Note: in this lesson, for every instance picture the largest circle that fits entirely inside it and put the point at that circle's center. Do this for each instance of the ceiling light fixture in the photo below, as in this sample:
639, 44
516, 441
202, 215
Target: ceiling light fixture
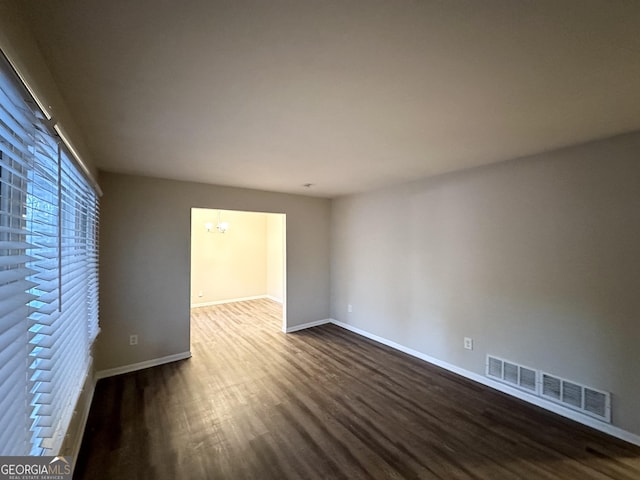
222, 227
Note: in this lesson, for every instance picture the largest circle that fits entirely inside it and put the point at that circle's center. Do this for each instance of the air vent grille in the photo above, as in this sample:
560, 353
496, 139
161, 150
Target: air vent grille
512, 374
590, 401
587, 400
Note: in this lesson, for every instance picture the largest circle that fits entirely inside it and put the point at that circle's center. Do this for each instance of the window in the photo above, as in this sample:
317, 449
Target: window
48, 277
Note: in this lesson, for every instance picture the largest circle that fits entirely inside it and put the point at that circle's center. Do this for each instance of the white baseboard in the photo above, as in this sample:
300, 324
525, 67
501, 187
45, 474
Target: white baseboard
304, 326
275, 299
229, 300
540, 402
111, 372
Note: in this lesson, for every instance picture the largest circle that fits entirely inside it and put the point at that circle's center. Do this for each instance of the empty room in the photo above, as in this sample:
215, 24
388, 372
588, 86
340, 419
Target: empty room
317, 240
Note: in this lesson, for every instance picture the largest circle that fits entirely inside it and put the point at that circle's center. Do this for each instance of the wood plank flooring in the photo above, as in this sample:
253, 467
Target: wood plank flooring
324, 403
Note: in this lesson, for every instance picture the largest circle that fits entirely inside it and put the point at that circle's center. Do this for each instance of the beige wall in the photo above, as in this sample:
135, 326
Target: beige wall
145, 260
230, 265
275, 256
538, 260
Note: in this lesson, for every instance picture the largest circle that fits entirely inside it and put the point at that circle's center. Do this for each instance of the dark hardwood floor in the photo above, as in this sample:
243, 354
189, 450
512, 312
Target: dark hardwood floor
324, 403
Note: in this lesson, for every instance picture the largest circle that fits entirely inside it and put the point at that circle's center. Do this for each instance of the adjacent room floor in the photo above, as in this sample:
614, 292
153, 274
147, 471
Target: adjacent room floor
254, 403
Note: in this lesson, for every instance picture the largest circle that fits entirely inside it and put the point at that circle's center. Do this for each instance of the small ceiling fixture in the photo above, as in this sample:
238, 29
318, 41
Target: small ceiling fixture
222, 227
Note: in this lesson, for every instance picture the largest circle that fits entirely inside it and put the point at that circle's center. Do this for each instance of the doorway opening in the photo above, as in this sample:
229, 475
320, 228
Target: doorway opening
238, 256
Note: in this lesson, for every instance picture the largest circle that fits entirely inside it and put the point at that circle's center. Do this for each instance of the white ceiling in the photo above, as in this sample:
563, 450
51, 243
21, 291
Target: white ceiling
347, 95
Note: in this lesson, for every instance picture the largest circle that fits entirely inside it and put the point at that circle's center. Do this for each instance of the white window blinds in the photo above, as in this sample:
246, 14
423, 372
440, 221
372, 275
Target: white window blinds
48, 278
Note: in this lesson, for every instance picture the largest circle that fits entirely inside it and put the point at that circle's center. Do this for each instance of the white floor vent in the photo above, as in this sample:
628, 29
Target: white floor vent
587, 400
512, 374
590, 401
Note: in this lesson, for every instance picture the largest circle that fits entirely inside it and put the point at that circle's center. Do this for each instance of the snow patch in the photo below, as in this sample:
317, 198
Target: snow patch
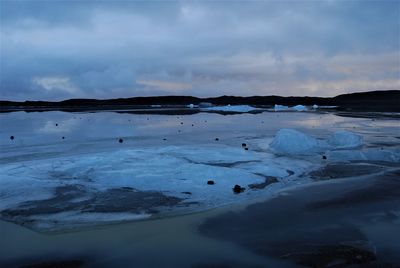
345, 139
291, 141
294, 142
232, 108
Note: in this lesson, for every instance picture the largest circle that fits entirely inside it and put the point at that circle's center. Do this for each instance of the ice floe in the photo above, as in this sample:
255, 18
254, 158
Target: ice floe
345, 139
291, 141
89, 186
294, 142
297, 108
231, 108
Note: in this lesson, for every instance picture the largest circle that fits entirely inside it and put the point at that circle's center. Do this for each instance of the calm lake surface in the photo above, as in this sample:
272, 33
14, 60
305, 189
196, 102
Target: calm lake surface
120, 189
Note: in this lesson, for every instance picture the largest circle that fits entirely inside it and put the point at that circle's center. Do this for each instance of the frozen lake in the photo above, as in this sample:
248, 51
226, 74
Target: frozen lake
66, 171
63, 170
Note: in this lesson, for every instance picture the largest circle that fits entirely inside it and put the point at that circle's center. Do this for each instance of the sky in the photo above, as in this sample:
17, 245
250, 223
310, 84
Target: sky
55, 50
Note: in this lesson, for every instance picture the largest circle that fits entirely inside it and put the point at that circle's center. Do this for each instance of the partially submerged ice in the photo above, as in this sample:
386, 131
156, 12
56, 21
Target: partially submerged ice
128, 184
298, 108
345, 139
294, 142
232, 108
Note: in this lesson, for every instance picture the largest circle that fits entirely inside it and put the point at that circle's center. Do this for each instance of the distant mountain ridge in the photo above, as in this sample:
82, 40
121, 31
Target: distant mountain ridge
369, 101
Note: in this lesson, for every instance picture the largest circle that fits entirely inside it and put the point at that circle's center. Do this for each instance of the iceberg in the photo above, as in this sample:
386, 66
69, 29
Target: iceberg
293, 142
232, 108
278, 107
299, 108
344, 140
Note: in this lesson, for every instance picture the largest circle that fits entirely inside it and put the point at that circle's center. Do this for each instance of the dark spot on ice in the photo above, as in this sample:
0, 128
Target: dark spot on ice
237, 189
268, 180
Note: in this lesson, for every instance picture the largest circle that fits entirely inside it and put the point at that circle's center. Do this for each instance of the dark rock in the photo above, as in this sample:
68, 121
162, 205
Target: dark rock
237, 189
326, 255
268, 180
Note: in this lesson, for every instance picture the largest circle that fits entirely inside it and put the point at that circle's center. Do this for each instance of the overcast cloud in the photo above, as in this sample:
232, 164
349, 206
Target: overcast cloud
55, 50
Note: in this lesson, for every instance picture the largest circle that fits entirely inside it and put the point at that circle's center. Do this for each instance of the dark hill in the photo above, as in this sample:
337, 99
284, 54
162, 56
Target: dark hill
364, 101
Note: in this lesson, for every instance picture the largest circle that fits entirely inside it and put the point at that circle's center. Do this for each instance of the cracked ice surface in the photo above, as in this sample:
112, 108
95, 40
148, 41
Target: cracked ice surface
49, 183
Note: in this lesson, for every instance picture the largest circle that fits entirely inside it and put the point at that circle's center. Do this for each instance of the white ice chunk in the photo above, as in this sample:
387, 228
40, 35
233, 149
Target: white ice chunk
278, 107
232, 108
345, 139
293, 142
298, 108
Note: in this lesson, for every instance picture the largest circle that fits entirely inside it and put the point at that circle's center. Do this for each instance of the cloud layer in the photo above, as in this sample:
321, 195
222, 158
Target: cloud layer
58, 49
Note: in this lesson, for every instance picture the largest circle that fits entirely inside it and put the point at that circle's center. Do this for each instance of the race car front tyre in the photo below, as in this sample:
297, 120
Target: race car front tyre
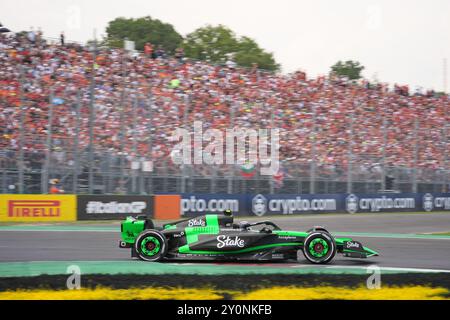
319, 247
151, 245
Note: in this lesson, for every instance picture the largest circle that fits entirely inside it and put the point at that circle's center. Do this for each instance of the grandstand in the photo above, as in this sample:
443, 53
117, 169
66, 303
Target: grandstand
110, 114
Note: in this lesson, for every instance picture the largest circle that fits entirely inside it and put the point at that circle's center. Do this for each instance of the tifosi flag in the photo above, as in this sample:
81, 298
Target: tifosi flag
248, 170
278, 178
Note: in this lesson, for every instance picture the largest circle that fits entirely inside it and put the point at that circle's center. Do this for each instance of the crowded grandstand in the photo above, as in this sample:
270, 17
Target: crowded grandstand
140, 97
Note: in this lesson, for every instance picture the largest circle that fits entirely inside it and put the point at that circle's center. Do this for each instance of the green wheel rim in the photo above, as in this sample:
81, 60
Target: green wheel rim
318, 248
150, 246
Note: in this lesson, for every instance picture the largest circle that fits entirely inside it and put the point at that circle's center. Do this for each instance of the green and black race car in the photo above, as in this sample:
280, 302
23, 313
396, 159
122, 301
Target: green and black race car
217, 237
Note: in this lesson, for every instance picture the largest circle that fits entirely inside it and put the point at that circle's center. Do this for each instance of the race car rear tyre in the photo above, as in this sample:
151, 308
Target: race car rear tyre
319, 247
151, 245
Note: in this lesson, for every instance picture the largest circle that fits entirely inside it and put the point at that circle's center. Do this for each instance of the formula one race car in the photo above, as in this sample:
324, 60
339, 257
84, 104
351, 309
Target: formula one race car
217, 237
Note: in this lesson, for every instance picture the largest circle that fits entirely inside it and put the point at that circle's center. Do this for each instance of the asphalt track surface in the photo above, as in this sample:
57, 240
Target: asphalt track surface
392, 235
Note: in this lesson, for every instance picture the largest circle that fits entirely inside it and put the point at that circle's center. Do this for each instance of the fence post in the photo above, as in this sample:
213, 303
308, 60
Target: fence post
76, 152
312, 181
92, 119
185, 121
416, 153
350, 155
231, 166
272, 122
150, 139
134, 145
45, 172
383, 173
21, 132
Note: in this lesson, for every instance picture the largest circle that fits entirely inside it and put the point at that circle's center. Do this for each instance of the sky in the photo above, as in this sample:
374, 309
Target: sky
398, 41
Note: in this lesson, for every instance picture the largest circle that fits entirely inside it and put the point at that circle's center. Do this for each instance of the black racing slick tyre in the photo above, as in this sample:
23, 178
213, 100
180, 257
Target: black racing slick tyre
151, 245
319, 247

───

In the data, how many lines hold the word "below"? State that number alone.

_Exercise output_. 3